*** Material provided

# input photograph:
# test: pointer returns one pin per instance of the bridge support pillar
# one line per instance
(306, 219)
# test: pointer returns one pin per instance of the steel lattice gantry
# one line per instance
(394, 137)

******
*** Material provided

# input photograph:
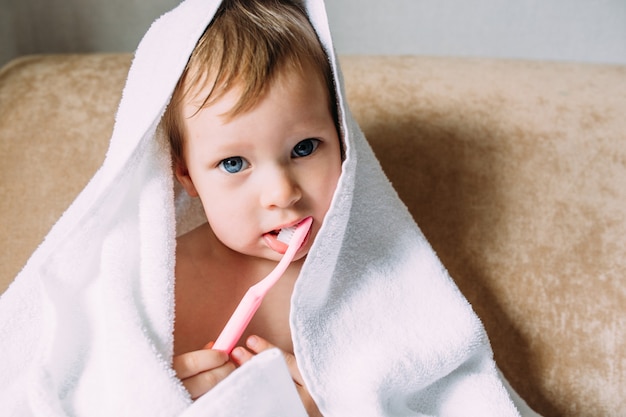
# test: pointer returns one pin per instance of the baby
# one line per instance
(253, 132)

******

# Stated exercise
Count the lines above that contain the string "returns", treating uppercase and lowercase as different, and reply with the number alone.

# Full output
3